WHAT THE EXERCISE ASKS →
Leave the pictures out and print every record below exactly as it stands.

MATERIAL PROVIDED →
·····

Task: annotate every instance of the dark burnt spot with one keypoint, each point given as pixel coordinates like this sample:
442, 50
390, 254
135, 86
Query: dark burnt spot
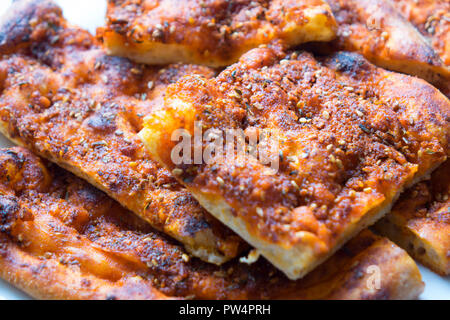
8, 212
90, 195
129, 150
101, 123
194, 225
16, 157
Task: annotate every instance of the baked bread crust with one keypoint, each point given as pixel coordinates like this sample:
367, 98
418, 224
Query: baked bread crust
420, 221
64, 98
351, 137
214, 33
60, 238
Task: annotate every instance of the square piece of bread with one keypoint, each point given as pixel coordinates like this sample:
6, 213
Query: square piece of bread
211, 32
351, 137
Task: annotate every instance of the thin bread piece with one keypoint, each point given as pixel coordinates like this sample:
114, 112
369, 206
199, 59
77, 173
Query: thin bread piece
351, 138
63, 97
420, 221
384, 36
212, 32
60, 238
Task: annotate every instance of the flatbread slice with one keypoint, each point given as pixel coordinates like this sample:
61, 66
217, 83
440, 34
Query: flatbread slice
384, 36
60, 238
420, 221
432, 19
214, 33
350, 138
63, 97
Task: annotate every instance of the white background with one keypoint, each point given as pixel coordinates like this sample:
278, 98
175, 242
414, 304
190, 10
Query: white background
90, 14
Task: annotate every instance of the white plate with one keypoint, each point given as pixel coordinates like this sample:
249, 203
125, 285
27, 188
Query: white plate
89, 14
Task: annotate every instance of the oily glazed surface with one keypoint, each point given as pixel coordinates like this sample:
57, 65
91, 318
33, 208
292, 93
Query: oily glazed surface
351, 137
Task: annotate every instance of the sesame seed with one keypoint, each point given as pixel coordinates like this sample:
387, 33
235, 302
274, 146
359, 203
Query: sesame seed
259, 212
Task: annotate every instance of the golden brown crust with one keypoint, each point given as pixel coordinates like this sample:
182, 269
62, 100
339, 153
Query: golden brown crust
64, 98
420, 221
352, 136
62, 239
432, 19
214, 33
377, 30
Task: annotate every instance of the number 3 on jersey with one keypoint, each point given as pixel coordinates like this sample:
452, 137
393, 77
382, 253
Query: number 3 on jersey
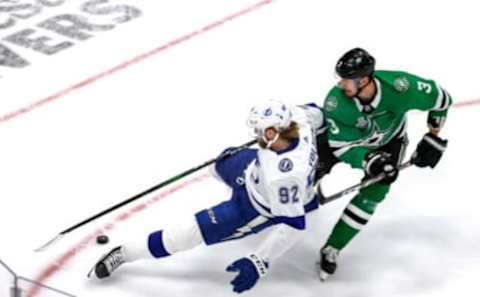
288, 195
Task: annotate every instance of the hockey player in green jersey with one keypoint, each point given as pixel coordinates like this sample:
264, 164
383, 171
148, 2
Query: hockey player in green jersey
366, 113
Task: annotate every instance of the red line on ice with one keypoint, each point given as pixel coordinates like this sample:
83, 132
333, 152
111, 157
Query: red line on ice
135, 60
54, 266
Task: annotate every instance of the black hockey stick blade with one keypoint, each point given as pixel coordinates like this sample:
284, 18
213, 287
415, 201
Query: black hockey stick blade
370, 181
146, 192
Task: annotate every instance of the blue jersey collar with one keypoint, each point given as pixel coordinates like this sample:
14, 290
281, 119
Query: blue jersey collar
290, 147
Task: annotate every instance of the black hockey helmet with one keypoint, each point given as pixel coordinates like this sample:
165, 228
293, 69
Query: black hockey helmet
355, 63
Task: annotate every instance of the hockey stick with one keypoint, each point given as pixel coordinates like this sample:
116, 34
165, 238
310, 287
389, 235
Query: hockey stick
370, 181
146, 192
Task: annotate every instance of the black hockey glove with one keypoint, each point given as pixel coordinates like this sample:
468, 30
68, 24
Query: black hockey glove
379, 162
429, 150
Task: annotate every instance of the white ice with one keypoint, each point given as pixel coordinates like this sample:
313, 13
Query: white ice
99, 145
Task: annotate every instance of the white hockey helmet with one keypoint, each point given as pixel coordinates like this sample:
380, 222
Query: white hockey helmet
271, 114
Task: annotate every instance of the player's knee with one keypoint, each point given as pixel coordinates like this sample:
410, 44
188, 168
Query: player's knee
182, 237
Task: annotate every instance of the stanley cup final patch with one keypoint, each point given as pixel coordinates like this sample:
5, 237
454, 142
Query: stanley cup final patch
331, 103
401, 84
285, 165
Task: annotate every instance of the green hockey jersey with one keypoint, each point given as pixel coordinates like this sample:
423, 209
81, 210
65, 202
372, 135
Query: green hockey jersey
356, 128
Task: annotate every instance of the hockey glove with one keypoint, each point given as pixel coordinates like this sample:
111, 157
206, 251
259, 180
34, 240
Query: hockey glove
250, 269
379, 162
429, 150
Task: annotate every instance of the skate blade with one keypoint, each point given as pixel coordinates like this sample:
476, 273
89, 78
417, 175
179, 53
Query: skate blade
322, 275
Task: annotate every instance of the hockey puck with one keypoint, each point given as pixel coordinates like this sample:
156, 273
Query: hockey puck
102, 239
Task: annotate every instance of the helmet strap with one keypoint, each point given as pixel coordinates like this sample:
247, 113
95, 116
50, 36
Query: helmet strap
357, 84
270, 142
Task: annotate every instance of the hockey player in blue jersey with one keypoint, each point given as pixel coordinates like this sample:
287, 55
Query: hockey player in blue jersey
270, 187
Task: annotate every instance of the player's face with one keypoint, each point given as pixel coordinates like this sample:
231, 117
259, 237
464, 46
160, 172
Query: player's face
349, 86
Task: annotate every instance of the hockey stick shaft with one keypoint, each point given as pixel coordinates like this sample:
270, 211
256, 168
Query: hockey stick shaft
370, 181
144, 193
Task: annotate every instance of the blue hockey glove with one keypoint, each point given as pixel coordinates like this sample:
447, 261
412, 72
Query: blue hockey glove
250, 269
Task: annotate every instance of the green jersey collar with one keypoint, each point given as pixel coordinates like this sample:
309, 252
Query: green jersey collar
368, 108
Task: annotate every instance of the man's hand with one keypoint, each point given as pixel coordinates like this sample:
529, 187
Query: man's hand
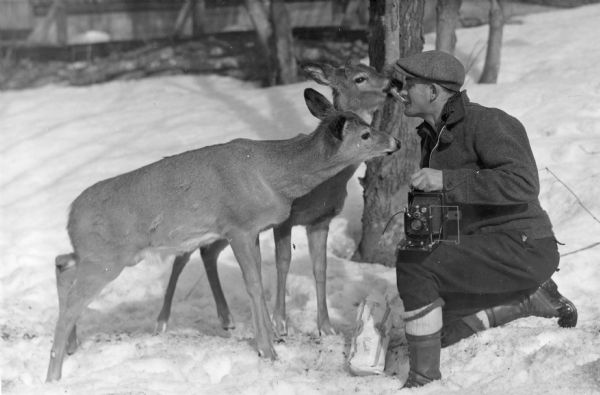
427, 180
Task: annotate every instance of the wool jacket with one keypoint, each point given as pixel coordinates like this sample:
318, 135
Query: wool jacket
488, 168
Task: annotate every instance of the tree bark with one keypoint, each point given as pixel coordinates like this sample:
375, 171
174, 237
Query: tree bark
395, 31
260, 19
283, 46
491, 68
447, 15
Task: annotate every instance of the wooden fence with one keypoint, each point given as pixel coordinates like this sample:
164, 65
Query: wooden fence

·····

ANSWER BELOW →
Task: annotate every instance of the dark burnt spot with one keypoint, each point given as pixel coordinates like this sample:
442, 50
390, 254
135, 86
Query: dark burnt spot
8, 212
90, 195
129, 150
101, 123
194, 225
16, 157
Task: annotate every instance of the baked bread crust with one keypoint, each point given as pixel coordinates like this sample:
367, 98
418, 224
Query: baked bread crust
420, 221
64, 98
351, 137
214, 33
60, 238
Task: annotate every instance of the square piece of bread with one keypoint, each point given as pixel coordinates like this sample:
6, 213
Query: square piece of bread
211, 32
351, 137
Task: annotate every instance of the thin bread piece with one keypoint, each point given as pixel coordinates like this sample:
114, 112
369, 206
199, 59
77, 173
Query: thin bread piece
351, 138
63, 97
420, 221
384, 36
212, 32
60, 238
Task: annotate every instance of the flatbread slice with one keypoint, each point given as pixel coordinates like this sample:
61, 66
217, 83
440, 34
Query: flatbread slice
384, 36
60, 238
420, 221
432, 19
214, 33
350, 138
63, 97
Task: annotate every instance of the white background with one keypoint, each point given as pixel coordinates like this sample:
278, 98
175, 242
414, 304
190, 10
Query: white background
90, 14
Task: annotate every instance of the white plate with one keypoint, each point given as pixel coordinates like this sample:
249, 203
125, 285
27, 188
Query: white plate
89, 14
Task: annotate every instance of the oily glazed surface with one keypoint, each point given as pixel coordinates like this sample:
57, 65
91, 318
33, 208
292, 93
Query: oily glazed surface
351, 137
Task: annotate every instance of the sesame seed with one keypoint, each point given as pixel coordinates like this sample:
387, 33
235, 302
274, 146
359, 203
Query: sesame seed
259, 212
Task: annotate every instance of the golden brown crust with one keypoint, each point given as pixel coordinates like this sample:
182, 269
62, 100
339, 153
Query: golden brown crust
64, 98
420, 221
352, 136
62, 239
432, 19
214, 33
377, 30
Task: annotate every instance of the number 3 on jersey with one keypoint, each point given as pixel coordinates like this sample:
452, 137
393, 77
382, 253
Query: number 3 on jersey
288, 195
Task: annotate every instance of the hockey player in green jersey with one keypoint, each point given as pixel coordinates like this sample:
264, 164
383, 171
148, 2
Query: hockey player in green jersey
366, 113
Task: annotate every instance of the red line on ice with one keypoint, each point given as pixel coordinates like this sample:
83, 132
333, 152
111, 157
Query: red line on ice
135, 60
54, 266
Task: annotate every instance of the black hockey stick blade with one keypoint, each point given as pixel coordinates like this sample:
284, 18
213, 287
415, 201
Query: black hockey stick blade
370, 181
146, 192
Task: annotate every instance of the blue jersey collar with one keypoint, each point given as pixel coordinates like this sample:
14, 290
281, 119
Query: blue jersey collar
290, 147
Task: annotate every instance of the black hockey helmet with one keypoint, each point given as pixel coordinates like this sample:
165, 228
293, 69
Query: black hockey helmet
355, 63
Task: annotate every instance of the hockey stick with one keypoint, each point given as pixel coordinates like this sample:
116, 34
165, 238
310, 287
389, 235
Query: hockey stick
370, 181
146, 192
Task: annotate every instance of the black hockey glove with one keypoint, each point given as pixel coordinates like this sample:
468, 30
68, 24
Query: black hockey glove
379, 162
429, 150
Task: annotate every instance of the white ice with one keypoint, each point given as pixel coordinates like this sample:
313, 13
Query: white ice
99, 145
Task: annotate every instance of the white hockey helmet with one keypoint, each point given as pixel coordinates like this sample:
380, 222
Query: white hockey helmet
271, 114
Task: annotate every instance of the player's knee with one keypoint, each point given as pixel coordinates like this sample:
410, 44
188, 168
Query: player's knee
182, 237
Task: annotate every instance of the stanley cup final patch with one keypoint, each point given as pixel coordinates like this sample:
5, 237
454, 142
Query: stanley cup final patch
331, 103
401, 84
285, 165
Task: annotate every instance of the green hockey jersey with one keypoint, each point given as pixel coordinates like this sample:
423, 209
81, 210
65, 202
372, 135
Query: green hockey jersey
356, 128
Task: annotate every instance of the hockey glove with one keypoint, each point given as pixel coordinates like this sample:
111, 157
206, 251
259, 180
34, 240
Query: hockey glove
250, 269
379, 162
429, 150
Task: annotate every instance of the skate blade with one keypoint, each point given as pixel coordinates like this sample:
476, 273
89, 78
417, 175
179, 53
Query: skate blade
322, 275
Task: annotate every instance of the hockey puck with one keypoint, each point given as pixel coordinates like this sample:
156, 273
Query: hockey puck
102, 239
Task: annotate every instance of the helmet strap with one keypoint, each point given as pixel coordinates like this sample:
247, 113
95, 116
50, 36
Query: helmet strap
357, 84
270, 142
Task: annotate every instance of the hockey player in blue jersey with one keypoint, each point given as pixel coordinates like this sample:
287, 55
Query: hockey player in blue jersey
270, 187
Task: annotate every instance of the player's face with one keypoint, each point given as pixel coordinates like this sample:
231, 117
259, 237
464, 46
160, 172
Query: player's face
349, 86
Task: annotate every instance of the hockey stick shaft with one keypoint, each point given as pixel coordinates like this sample:
270, 211
256, 168
Query: hockey stick shaft
370, 181
144, 193
Task: annotate every instance of the blue hockey glove with one keypoint, each point given as pixel coordinates like this sample:
447, 261
412, 72
Query: blue hockey glove
250, 269
Task: annotate every instance of the green jersey collar with one keypoint, each point given as pixel coordinates like this sample:
309, 252
Query: green jersey collar
368, 108
Task: annotate every instance of the man's hand with one keypoint, each point given as pixel coordinates like this sample:
529, 187
Query: man's hand
427, 180
Task: annotate every instance of the wool jacket with one keypoint, each point given as pixel coordinates like this sample:
318, 135
Query: wool jacket
488, 168
Task: annotate every instance of the tree bark with one keypoint, each point given as pixel coordinates like this sample:
375, 171
174, 237
Query: tree bark
395, 31
260, 19
283, 46
491, 68
447, 15
Task: annotate every instance of the wooden fence with one keypoint, each point given as pixel coordinates like this sample:
164, 65
Query: wooden fence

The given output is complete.